(Requirements) Reproduce the full article on the Catalan crisis below word for word, with nothing added, dropped, or changed.

Understanding the Catalan Crisis: Emilio Silva on Winners and Losers

November 19, 2017
Pro-independence supporters during a rally in Barcelona on 11 September 2017. Photo Màrius Montón. CC BY-SA 4.0

Pro-independence supporters during a rally in Barcelona on 11 September 2017. Photo Màrius Montón. CC BY-SA 4.0

The escalating conflict between Spain and Catalonia led to the country’s deepest constitutional crisis since the transition to democracy. Journalist Emilio Silva reflects on the short- and long-term impact. “For someone on the left, the confusion in terms of priorities and alliances is hard to understand.”

On Friday October 27, a narrow majority of deputies in the autonomous parliament of Catalonia voted to make Catalonia an independent republic. The vote occurred 26 days after more than two million Catalans had cast a ballot for independence in a referendum that the Spanish courts had declared illegal—and despite the fact that Spain sent in thousands of police to prevent the Catalans from voting. Also on October 27, the Spanish senate in Madrid approved a set of measures to impose direct rule on Catalonia, revoking the self-government that the region has enjoyed since the adoption of Spain’s current constitution in 1978. As the central government in Madrid, headed up by Mariano Rajoy of the conservative Partido Popular (PP), fired the Catalan President and his cabinet, they immediately called for regional elections on December 21. Meanwhile, the Catalan politicians who helped lead the way to independence face serious criminal charges.

(Listed records)
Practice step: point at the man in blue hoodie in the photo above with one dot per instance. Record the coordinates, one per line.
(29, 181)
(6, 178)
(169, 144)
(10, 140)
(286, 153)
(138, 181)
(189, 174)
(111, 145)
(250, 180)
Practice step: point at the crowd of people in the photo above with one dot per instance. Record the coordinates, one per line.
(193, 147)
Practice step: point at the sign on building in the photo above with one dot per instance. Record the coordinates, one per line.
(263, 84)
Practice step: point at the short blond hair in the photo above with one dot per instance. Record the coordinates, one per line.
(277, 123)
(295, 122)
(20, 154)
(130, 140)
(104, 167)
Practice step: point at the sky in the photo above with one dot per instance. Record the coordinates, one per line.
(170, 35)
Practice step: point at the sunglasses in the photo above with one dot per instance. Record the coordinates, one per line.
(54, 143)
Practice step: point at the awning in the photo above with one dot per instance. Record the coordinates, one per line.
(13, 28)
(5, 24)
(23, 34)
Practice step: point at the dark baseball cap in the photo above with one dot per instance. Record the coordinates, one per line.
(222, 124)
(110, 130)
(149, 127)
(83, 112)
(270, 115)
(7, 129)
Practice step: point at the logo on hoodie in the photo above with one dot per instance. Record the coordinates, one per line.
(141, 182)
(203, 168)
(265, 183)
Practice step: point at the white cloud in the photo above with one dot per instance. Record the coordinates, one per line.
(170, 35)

(Response)
Understanding the Catalan Crisis: Emilio Silva on Winners and Losers

November 19, 2017
Pro-independence supporters during a rally in Barcelona on 11 September 2017. Photo Màrius Montón. CC BY-SA 4.0

Pro-independence supporters during a rally in Barcelona on 11 September 2017. Photo Màrius Montón. CC BY-SA 4.0

The escalating conflict between Spain and Catalonia led to the country’s deepest constitutional crisis since the transition to democracy. Journalist Emilio Silva reflects on the short- and long-term impact. “For someone on the left, the confusion in terms of priorities and alliances is hard to understand.”

On Friday October 27, a narrow majority of deputies in the autonomous parliament of Catalonia voted to make Catalonia an independent republic. The vote occurred 26 days after more than two million Catalans had cast a ballot for independence in a referendum that the Spanish courts had declared illegal—and despite the fact that Spain sent in thousands of police to prevent the Catalans from voting. Also on October 27, the Spanish senate in Madrid approved a set of measures to impose direct rule on Catalonia, revoking the self-government that the region has enjoyed since the adoption of Spain’s current constitution in 1978. As the central government in Madrid, headed up by Mariano Rajoy of the conservative Partido Popular (PP), fired the Catalan President and his cabinet, they immediately called for regional elections on December 21. Meanwhile, the Catalan politicians who helped lead the way to independence face serious criminal charges.